(Records of labeled points):
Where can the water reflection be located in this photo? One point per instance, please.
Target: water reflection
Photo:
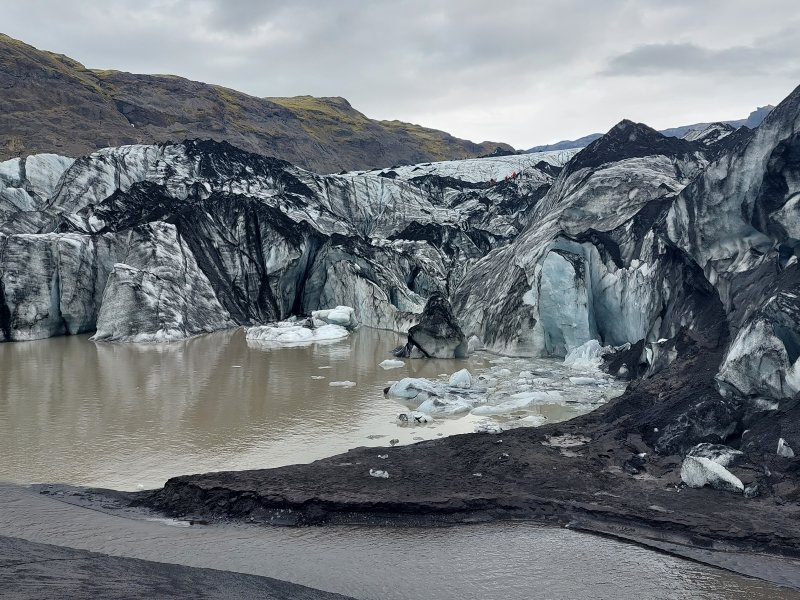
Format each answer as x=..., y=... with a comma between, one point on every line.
x=122, y=415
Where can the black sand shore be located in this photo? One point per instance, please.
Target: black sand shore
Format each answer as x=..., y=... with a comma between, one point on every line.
x=588, y=473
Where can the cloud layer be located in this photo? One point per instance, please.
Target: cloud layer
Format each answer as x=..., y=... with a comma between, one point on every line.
x=517, y=71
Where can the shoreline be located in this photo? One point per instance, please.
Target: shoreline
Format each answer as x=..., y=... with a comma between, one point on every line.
x=778, y=568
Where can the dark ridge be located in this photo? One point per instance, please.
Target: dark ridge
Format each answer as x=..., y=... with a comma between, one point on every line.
x=441, y=182
x=5, y=314
x=628, y=140
x=144, y=202
x=731, y=143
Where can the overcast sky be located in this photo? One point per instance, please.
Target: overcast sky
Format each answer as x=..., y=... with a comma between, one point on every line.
x=523, y=72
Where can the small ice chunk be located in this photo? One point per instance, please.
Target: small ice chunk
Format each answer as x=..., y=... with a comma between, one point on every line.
x=390, y=363
x=287, y=333
x=450, y=405
x=474, y=343
x=411, y=387
x=414, y=417
x=343, y=316
x=698, y=471
x=461, y=379
x=586, y=356
x=784, y=449
x=583, y=380
x=488, y=427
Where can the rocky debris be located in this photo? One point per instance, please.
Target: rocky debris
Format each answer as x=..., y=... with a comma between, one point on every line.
x=437, y=335
x=698, y=471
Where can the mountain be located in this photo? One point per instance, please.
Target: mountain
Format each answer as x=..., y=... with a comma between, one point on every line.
x=752, y=121
x=52, y=103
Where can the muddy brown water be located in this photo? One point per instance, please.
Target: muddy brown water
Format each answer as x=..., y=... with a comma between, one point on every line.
x=121, y=416
x=128, y=415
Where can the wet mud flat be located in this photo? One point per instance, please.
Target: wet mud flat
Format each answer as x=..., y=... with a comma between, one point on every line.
x=30, y=570
x=597, y=472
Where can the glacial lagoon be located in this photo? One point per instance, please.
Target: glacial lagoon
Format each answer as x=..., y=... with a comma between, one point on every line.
x=131, y=416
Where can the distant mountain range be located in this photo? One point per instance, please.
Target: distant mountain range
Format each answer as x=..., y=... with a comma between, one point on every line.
x=52, y=103
x=753, y=120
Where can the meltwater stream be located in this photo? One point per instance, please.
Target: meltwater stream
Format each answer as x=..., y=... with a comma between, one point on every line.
x=122, y=416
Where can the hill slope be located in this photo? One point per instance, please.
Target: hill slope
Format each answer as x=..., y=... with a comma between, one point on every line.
x=52, y=103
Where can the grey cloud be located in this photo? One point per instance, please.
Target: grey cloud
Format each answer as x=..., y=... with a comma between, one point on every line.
x=765, y=57
x=518, y=71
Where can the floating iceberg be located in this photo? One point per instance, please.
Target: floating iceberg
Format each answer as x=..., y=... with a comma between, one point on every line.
x=342, y=384
x=390, y=363
x=343, y=316
x=289, y=333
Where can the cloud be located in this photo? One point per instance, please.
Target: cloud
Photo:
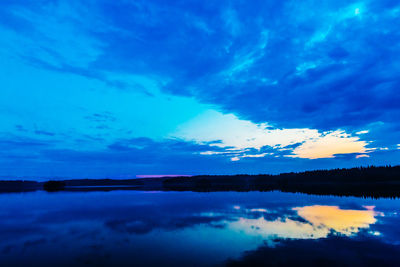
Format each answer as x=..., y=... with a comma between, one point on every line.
x=284, y=81
x=246, y=139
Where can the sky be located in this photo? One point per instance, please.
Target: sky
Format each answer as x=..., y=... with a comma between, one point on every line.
x=101, y=88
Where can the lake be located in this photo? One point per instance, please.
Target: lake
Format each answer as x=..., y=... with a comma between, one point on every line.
x=134, y=228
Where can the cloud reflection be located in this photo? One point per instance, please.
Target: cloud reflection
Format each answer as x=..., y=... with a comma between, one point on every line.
x=313, y=222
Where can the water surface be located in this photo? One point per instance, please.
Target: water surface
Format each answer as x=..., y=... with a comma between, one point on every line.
x=128, y=228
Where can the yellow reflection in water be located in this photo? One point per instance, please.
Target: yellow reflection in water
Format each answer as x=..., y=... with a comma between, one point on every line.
x=346, y=222
x=320, y=221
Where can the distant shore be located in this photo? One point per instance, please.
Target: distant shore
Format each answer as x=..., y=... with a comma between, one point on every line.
x=365, y=182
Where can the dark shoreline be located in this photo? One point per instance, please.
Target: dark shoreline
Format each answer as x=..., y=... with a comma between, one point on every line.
x=361, y=182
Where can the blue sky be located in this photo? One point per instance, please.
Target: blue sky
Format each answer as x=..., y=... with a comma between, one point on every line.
x=123, y=88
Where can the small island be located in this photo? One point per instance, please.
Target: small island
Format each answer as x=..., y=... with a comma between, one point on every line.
x=363, y=181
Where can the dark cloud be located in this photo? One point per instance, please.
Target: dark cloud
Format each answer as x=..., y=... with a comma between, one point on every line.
x=333, y=251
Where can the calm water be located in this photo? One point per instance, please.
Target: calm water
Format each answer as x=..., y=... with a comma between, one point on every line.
x=195, y=229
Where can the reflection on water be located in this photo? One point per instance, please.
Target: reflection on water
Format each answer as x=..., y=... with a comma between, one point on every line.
x=197, y=229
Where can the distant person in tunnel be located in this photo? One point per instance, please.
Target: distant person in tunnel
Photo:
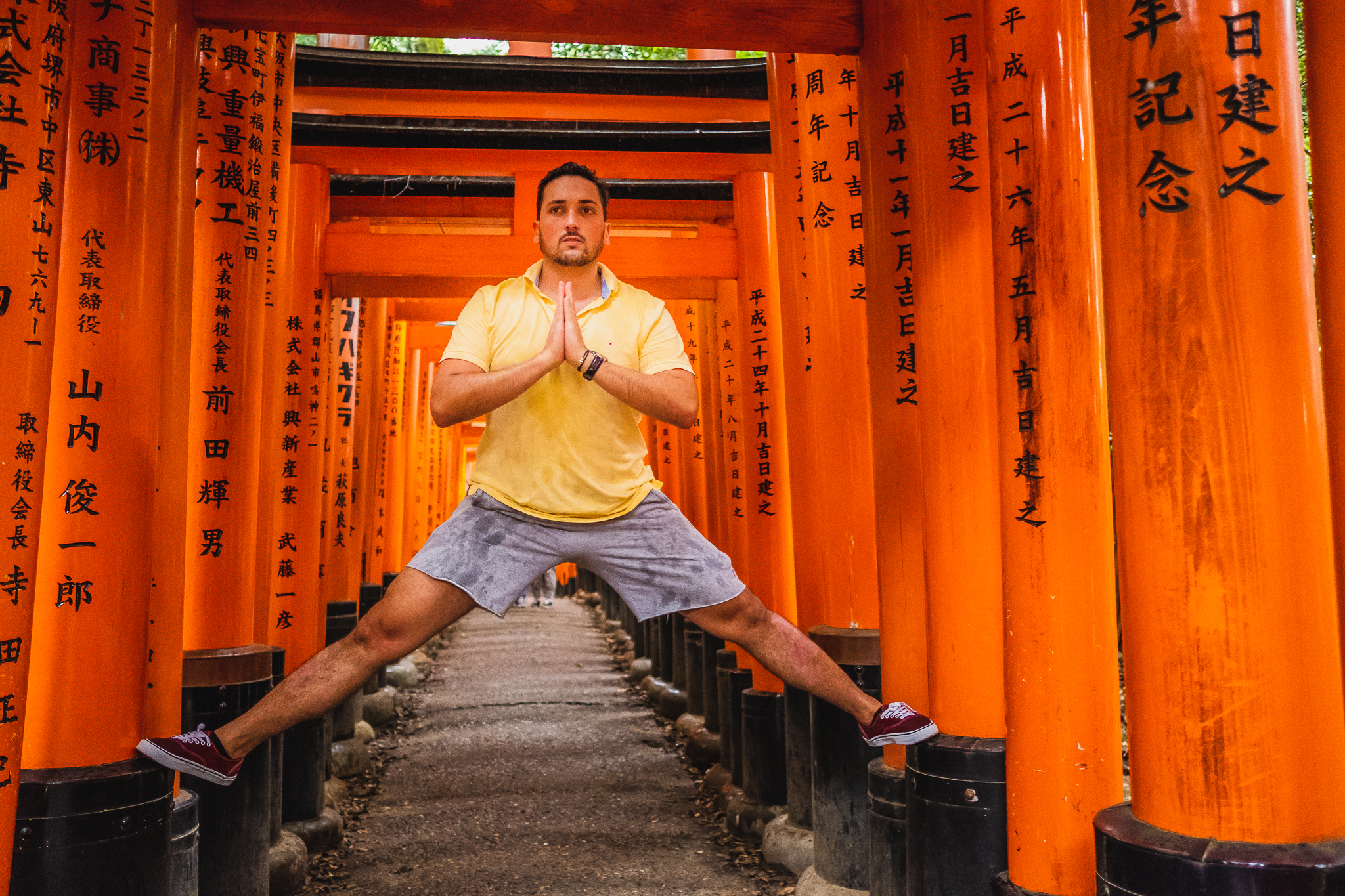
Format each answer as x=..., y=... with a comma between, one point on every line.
x=565, y=359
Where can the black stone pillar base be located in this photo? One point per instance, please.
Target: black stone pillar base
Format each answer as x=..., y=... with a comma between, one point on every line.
x=798, y=756
x=1136, y=859
x=305, y=771
x=95, y=829
x=841, y=788
x=218, y=687
x=887, y=829
x=957, y=816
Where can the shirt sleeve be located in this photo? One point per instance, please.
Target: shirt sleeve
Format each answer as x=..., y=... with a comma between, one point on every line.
x=471, y=340
x=662, y=350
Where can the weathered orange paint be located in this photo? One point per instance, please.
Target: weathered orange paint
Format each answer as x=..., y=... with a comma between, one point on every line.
x=835, y=352
x=546, y=106
x=898, y=485
x=1227, y=572
x=732, y=457
x=114, y=224
x=762, y=402
x=1061, y=677
x=292, y=565
x=366, y=160
x=227, y=336
x=950, y=245
x=1323, y=23
x=822, y=26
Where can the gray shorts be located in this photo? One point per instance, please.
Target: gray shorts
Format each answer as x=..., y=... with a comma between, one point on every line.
x=653, y=555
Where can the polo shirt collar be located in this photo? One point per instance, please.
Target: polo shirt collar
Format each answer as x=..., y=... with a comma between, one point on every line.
x=604, y=277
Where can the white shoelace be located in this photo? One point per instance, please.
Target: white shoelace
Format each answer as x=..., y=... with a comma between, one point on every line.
x=197, y=736
x=898, y=711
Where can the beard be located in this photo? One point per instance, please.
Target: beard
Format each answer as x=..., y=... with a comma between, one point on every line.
x=572, y=255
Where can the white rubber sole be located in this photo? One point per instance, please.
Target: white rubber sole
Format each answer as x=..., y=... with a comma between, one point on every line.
x=907, y=739
x=178, y=763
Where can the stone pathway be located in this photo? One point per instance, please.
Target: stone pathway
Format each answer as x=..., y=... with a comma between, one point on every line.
x=536, y=771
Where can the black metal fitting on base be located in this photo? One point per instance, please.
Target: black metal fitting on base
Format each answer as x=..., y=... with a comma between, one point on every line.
x=957, y=816
x=218, y=687
x=887, y=829
x=1137, y=859
x=798, y=756
x=93, y=829
x=763, y=747
x=841, y=788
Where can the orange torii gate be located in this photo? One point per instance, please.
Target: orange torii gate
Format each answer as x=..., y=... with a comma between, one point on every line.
x=1005, y=337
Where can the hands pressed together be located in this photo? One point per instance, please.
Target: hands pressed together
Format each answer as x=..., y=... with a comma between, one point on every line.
x=565, y=341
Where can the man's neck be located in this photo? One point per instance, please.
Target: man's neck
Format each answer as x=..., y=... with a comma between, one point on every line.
x=586, y=282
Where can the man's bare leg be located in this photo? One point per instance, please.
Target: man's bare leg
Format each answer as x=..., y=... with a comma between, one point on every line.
x=785, y=651
x=414, y=609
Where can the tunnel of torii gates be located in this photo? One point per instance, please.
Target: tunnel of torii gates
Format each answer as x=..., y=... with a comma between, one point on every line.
x=1007, y=339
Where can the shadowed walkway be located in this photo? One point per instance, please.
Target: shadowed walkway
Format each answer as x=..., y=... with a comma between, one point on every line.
x=536, y=773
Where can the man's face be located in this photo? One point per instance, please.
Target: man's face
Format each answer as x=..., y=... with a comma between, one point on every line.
x=572, y=230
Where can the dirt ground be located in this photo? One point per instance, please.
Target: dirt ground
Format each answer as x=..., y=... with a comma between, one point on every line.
x=526, y=765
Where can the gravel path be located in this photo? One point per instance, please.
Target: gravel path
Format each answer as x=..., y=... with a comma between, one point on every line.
x=536, y=771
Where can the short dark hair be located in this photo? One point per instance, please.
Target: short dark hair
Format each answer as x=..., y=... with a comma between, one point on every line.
x=573, y=169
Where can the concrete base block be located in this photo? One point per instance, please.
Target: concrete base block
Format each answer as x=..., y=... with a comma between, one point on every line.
x=422, y=661
x=747, y=819
x=640, y=670
x=811, y=884
x=381, y=707
x=403, y=673
x=349, y=758
x=318, y=834
x=704, y=748
x=726, y=794
x=787, y=845
x=653, y=687
x=337, y=793
x=288, y=864
x=715, y=779
x=671, y=703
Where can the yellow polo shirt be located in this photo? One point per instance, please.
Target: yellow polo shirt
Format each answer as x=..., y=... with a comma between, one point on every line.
x=565, y=449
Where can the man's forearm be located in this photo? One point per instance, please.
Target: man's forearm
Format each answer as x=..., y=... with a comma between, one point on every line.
x=458, y=398
x=663, y=398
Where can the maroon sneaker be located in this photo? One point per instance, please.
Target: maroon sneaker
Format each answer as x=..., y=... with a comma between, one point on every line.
x=194, y=753
x=896, y=723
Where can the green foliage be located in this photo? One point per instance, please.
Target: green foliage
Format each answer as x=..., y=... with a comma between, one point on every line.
x=407, y=45
x=615, y=51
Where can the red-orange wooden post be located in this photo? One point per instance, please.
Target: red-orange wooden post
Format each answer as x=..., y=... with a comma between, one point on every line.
x=396, y=452
x=373, y=313
x=413, y=448
x=1228, y=590
x=177, y=236
x=1063, y=747
x=944, y=127
x=32, y=191
x=1321, y=24
x=762, y=402
x=896, y=425
x=295, y=618
x=730, y=387
x=225, y=422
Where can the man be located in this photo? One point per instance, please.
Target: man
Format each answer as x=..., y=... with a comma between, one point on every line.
x=565, y=360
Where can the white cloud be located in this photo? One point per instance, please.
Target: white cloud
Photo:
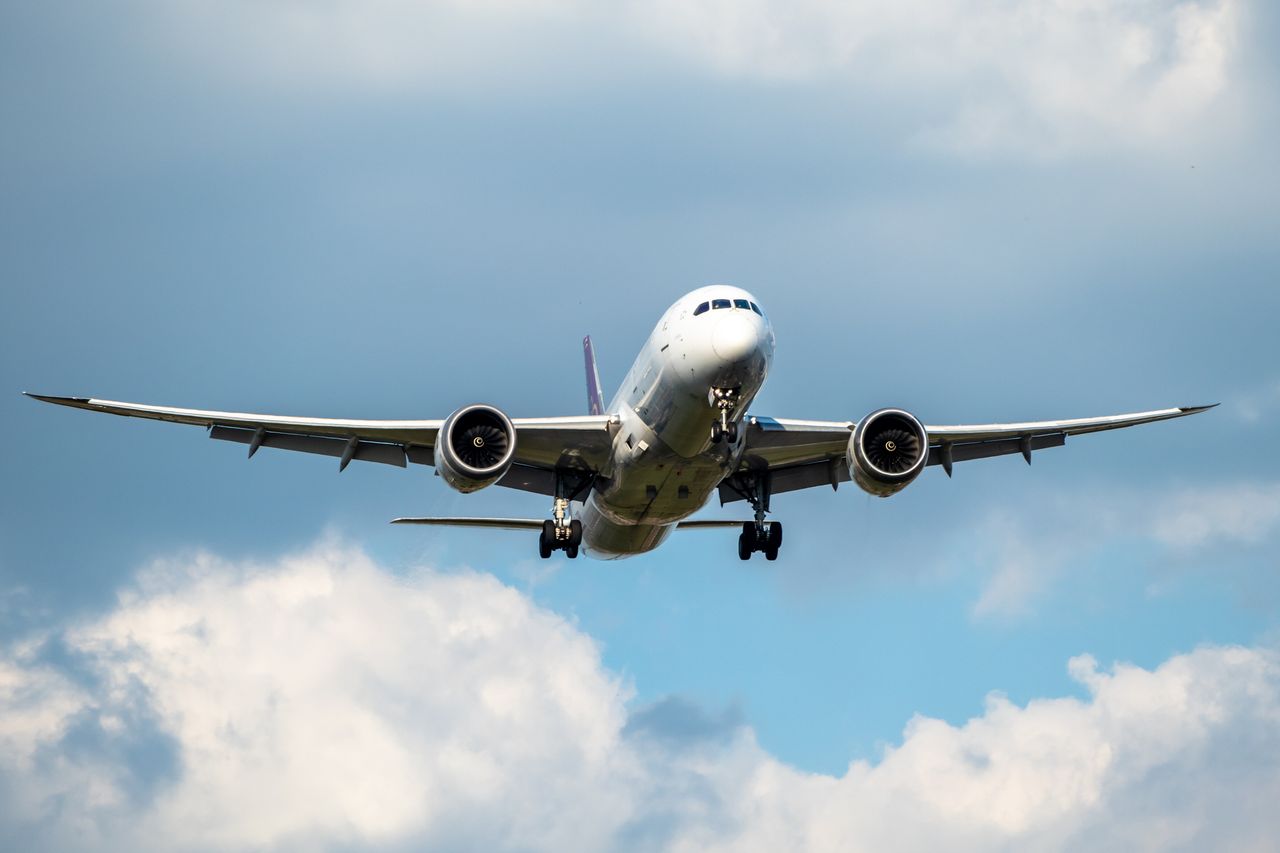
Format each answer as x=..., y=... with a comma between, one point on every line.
x=319, y=702
x=1038, y=77
x=1029, y=552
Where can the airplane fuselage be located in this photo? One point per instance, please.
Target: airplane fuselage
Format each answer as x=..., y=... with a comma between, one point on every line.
x=664, y=465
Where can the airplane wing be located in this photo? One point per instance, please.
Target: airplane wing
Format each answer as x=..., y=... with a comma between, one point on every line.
x=542, y=443
x=536, y=524
x=803, y=454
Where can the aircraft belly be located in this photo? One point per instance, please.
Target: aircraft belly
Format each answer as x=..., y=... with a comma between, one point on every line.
x=607, y=539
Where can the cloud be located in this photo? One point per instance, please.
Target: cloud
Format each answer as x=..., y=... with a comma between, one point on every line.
x=319, y=702
x=1028, y=552
x=1037, y=78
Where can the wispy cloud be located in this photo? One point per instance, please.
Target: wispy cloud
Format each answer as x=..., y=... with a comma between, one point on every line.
x=1028, y=552
x=318, y=702
x=1041, y=78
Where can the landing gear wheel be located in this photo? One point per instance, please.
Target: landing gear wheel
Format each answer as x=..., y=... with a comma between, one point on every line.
x=547, y=539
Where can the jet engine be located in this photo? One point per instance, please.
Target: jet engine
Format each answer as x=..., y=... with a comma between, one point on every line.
x=475, y=447
x=887, y=450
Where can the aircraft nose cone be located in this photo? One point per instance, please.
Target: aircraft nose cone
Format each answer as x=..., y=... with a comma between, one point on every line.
x=735, y=338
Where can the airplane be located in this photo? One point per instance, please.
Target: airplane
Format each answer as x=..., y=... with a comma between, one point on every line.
x=622, y=477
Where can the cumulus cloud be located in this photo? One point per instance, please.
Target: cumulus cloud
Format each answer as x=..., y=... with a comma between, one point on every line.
x=319, y=702
x=1038, y=77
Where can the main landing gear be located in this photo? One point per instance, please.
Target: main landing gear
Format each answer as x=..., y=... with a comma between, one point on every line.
x=759, y=534
x=726, y=401
x=560, y=533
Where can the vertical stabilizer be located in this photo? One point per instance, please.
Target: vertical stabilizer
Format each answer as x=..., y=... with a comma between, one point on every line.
x=594, y=401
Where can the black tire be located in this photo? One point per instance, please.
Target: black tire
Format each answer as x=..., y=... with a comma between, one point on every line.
x=547, y=539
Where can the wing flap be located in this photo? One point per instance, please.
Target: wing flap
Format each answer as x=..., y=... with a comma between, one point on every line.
x=336, y=447
x=492, y=524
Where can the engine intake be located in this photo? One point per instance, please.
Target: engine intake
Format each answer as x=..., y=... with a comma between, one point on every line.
x=475, y=447
x=887, y=450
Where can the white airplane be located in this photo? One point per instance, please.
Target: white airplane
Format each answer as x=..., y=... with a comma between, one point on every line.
x=627, y=474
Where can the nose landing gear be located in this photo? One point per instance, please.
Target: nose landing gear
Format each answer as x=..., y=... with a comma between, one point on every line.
x=726, y=401
x=755, y=487
x=759, y=536
x=560, y=533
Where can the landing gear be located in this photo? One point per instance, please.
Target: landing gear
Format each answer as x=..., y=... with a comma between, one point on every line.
x=725, y=400
x=721, y=432
x=766, y=537
x=759, y=534
x=566, y=538
x=560, y=533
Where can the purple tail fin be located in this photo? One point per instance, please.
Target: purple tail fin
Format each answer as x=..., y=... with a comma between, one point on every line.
x=594, y=401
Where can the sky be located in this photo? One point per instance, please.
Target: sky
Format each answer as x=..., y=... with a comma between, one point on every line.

(WRITTEN PROBLEM): Repeat everything in the items above from the line containing "Where can the wet" down to the line containing "x=753, y=120", both included, without any change.

(EXPECTED ANSWER):
Where can the wet mud flat be located in this photo? One point per instance, please.
Target: wet mud flat
Format each answer as x=..., y=... with a comma between, one point on every line.
x=30, y=570
x=597, y=472
Where can the glacial lagoon be located in this photo? One point per instance, please.
Target: glacial lagoon
Format each answer as x=..., y=... with a comma between, one point on every line.
x=131, y=416
Where can the distant mountain range be located in this photo? One point per instance, please.
Target: distant mountain range
Format each answer as x=..., y=... with a comma between, one point on every line.
x=52, y=103
x=753, y=120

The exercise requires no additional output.